- **Given exercise**: Count the lines in the records below that contain the string "target", and give only that number.

- **Region annotation items**:

***

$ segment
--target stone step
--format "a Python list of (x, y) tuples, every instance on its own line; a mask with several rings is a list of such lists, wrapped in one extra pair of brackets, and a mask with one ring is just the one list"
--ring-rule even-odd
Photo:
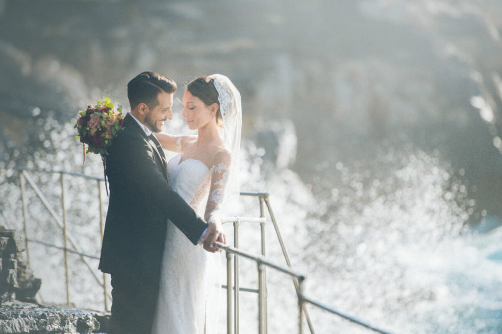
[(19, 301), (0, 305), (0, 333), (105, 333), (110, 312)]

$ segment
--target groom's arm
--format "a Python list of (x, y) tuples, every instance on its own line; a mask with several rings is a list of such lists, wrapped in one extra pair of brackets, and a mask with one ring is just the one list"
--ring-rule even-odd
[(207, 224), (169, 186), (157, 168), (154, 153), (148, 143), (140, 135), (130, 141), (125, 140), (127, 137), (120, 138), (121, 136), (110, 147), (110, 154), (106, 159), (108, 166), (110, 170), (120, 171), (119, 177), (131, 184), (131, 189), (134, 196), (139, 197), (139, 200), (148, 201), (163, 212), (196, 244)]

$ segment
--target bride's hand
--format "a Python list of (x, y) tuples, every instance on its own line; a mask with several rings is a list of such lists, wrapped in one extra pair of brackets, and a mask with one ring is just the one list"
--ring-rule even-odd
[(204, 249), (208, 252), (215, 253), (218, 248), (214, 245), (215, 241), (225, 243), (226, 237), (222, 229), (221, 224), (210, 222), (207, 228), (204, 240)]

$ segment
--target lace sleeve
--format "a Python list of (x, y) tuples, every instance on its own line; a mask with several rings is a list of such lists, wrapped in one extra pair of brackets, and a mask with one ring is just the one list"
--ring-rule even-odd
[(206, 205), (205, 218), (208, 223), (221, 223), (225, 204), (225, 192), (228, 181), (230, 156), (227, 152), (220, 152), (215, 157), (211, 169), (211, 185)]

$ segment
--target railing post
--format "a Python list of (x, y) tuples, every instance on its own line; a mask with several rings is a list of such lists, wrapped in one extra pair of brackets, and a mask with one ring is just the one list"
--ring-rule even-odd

***

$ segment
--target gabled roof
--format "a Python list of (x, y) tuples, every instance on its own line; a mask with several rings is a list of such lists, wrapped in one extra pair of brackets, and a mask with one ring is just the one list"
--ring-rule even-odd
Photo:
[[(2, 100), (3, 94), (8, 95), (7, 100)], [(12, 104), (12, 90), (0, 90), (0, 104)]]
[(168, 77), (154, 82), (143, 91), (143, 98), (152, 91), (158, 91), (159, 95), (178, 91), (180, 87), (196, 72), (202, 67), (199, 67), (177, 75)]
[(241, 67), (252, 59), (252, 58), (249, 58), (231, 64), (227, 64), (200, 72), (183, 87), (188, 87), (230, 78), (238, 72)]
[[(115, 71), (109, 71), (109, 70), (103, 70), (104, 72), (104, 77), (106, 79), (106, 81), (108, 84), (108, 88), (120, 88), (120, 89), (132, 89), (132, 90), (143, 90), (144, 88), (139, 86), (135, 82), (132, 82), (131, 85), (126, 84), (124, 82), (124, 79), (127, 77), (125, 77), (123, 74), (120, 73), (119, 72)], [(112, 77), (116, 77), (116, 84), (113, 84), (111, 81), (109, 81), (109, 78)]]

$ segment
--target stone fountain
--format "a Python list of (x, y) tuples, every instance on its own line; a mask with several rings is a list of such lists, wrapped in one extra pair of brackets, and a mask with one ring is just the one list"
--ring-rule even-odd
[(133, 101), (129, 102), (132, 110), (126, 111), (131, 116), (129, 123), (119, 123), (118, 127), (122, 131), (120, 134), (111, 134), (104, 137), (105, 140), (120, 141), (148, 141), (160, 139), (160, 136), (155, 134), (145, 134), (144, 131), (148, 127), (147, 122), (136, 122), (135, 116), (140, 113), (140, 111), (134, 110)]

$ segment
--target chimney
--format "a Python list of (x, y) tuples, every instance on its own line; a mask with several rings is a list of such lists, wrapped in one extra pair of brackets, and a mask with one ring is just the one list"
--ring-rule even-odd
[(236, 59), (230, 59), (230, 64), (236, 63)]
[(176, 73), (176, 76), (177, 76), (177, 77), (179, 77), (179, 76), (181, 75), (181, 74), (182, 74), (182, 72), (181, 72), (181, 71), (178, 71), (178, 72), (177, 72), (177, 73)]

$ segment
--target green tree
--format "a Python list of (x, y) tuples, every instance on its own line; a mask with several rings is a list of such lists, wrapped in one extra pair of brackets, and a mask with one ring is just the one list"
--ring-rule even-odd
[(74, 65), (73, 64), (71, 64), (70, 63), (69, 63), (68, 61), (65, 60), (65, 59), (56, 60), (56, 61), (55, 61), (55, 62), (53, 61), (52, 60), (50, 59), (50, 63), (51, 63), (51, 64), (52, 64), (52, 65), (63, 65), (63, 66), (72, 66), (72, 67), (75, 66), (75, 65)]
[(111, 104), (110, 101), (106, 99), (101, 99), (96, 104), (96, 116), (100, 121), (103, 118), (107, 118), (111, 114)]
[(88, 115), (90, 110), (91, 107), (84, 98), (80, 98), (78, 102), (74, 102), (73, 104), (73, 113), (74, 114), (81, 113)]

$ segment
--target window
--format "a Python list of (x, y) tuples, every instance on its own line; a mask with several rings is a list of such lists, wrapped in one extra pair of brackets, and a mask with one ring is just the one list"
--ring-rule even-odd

***

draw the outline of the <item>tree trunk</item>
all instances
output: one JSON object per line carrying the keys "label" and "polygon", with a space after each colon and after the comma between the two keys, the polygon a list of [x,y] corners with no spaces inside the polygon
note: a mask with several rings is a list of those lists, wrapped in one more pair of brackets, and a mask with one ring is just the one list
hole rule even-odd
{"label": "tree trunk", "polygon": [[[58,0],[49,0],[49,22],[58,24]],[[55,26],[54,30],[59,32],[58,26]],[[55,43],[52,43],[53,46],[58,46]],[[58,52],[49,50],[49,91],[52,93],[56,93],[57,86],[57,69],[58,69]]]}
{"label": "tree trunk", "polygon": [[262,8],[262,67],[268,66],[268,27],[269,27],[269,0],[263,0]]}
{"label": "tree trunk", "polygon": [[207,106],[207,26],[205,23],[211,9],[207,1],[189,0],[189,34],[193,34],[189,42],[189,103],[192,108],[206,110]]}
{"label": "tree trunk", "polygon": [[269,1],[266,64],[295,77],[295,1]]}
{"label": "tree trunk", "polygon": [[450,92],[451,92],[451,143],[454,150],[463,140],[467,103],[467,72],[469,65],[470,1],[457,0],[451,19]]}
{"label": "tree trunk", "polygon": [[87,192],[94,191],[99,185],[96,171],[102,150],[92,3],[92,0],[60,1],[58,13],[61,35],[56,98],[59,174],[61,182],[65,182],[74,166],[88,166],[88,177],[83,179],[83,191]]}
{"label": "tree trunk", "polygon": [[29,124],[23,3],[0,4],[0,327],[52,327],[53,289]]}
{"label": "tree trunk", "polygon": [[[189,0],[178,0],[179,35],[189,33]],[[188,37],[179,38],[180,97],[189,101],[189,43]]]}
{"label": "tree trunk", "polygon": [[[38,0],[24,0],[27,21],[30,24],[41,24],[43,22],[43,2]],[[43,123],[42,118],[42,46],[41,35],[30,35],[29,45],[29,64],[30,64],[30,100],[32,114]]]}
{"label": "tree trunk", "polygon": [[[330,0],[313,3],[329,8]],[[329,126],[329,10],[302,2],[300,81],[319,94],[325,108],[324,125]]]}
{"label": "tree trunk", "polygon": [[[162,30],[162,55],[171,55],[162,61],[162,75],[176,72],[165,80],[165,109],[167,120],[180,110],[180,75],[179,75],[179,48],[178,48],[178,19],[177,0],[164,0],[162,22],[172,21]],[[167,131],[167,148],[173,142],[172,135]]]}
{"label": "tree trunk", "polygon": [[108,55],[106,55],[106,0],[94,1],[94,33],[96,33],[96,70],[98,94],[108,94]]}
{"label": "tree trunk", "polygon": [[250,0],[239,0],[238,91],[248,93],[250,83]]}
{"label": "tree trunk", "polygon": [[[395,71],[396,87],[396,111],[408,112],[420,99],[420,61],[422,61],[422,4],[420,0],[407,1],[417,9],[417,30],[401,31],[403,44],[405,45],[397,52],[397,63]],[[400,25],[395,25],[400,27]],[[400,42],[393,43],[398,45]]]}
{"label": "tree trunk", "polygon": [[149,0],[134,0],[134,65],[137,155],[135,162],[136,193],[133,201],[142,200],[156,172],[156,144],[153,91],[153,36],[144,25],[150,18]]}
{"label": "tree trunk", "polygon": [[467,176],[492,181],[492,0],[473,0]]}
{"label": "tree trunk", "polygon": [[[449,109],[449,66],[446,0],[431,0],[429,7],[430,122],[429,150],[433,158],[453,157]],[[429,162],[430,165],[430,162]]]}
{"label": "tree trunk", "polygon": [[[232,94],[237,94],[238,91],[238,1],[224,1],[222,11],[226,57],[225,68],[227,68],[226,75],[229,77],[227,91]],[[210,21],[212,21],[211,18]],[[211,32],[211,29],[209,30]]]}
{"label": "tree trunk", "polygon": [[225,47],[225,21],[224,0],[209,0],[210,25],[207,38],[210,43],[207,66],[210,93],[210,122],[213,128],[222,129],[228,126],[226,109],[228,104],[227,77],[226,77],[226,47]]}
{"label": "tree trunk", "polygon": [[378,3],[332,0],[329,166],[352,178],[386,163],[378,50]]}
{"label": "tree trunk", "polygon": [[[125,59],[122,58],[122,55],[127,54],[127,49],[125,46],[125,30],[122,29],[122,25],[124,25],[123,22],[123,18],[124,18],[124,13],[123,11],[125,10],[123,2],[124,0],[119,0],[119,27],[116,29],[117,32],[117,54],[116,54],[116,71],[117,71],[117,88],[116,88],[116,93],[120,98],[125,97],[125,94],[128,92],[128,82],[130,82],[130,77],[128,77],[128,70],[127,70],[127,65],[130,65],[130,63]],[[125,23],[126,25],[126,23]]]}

***

- **Answer below**: 10